===== TEXTE FOURNI =====

Après quelques minutes, l’aîné revient avec un sac rempli de mangues : « Tiens, c’est pour toi ! Nous autres Équatoriens sommes des gens généreux ». Cela me touche et me va droit à l’estomac. J’avais bien besoin de ça après cette première journée. En parcourant la table tapissée de mangues, mon regard accroche un vieux revolver posé là, comme si de rien n’était. J’ai bien l’impression qu’il tient à me faire comprendre qu’ici, on est armé. Voyant mon air surpris, il se saisit de l’arme puis tire un coup en l’air comme si je doutais encore de son utilité. N’appréciant guère ce genre de situation, je me lève prétextant devoir me laver les mains encore couvertes de mangue obligeant ainsi mon hôte à rengainer et m’indiquer un point d’eau. Je parviendrai par la suite à remercier chaleureusement mes deux amis pour leur accueil et m’échapper vers ma petite cabane pour y trouver repos.

===== DONNÉES ENREGISTRÉES =====

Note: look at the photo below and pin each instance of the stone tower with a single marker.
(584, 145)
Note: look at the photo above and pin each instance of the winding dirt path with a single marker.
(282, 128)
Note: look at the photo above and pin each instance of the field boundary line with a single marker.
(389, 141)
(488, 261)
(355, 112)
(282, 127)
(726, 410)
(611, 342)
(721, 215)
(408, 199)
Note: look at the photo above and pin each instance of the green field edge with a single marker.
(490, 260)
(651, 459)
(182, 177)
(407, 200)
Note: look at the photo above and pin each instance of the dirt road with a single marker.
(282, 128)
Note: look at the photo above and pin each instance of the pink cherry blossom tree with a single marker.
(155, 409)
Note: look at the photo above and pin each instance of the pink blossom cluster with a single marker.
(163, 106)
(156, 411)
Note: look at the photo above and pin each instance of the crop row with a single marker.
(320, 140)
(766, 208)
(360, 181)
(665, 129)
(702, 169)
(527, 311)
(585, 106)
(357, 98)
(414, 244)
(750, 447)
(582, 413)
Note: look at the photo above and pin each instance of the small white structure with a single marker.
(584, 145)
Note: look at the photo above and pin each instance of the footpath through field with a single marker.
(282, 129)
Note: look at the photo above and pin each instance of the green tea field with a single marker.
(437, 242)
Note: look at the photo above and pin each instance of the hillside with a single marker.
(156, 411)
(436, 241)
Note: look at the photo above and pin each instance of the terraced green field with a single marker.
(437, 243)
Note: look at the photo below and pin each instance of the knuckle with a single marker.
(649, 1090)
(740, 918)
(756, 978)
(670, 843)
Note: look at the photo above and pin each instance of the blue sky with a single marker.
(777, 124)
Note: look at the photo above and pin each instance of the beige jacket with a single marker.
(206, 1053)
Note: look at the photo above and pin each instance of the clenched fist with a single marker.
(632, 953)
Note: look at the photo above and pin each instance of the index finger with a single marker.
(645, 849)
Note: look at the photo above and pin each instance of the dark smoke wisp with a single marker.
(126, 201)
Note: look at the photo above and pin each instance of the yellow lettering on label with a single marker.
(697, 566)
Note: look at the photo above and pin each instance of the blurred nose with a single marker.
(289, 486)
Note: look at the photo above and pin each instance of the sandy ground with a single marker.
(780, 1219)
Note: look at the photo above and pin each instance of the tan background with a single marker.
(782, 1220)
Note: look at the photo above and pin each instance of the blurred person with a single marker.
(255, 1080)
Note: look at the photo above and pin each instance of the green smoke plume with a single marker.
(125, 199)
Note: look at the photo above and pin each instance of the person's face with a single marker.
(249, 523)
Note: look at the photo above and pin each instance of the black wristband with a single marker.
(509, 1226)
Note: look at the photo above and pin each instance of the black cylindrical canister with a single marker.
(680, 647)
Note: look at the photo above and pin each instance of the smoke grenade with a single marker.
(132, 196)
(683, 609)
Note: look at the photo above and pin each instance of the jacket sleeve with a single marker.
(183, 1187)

=====

CONSIGNES.
[1] Dans le texte fourni, que rapporte l'aîné après quelques minutes ?
[2] Recopiez le passage du texte fourni qui va de « Après quelques minutes, l’aîné » jusqu'à « y trouver repos. » inclus.

CORRIGÉ.
[1] Un sac rempli de mangues.

[2]
Après quelques minutes, l’aîné revient avec un sac rempli de mangues : « Tiens, c’est pour toi ! Nous autres Équatoriens sommes des gens généreux ». Cela me touche et me va droit à l’estomac. J’avais bien besoin de ça après cette première journée. En parcourant la table tapissée de mangues, mon regard accroche un vieux revolver posé là, comme si de rien n’était. J’ai bien l’impression qu’il tient à me faire comprendre qu’ici, on est armé. Voyant mon air surpris, il se saisit de l’arme puis tire un coup en l’air comme si je doutais encore de son utilité. N’appréciant guère ce genre de situation, je me lève prétextant devoir me laver les mains encore couvertes de mangue obligeant ainsi mon hôte à rengainer et m’indiquer un point d’eau. Je parviendrai par la suite à remercier chaleureusement mes deux amis pour leur accueil et m’échapper vers ma petite cabane pour y trouver repos.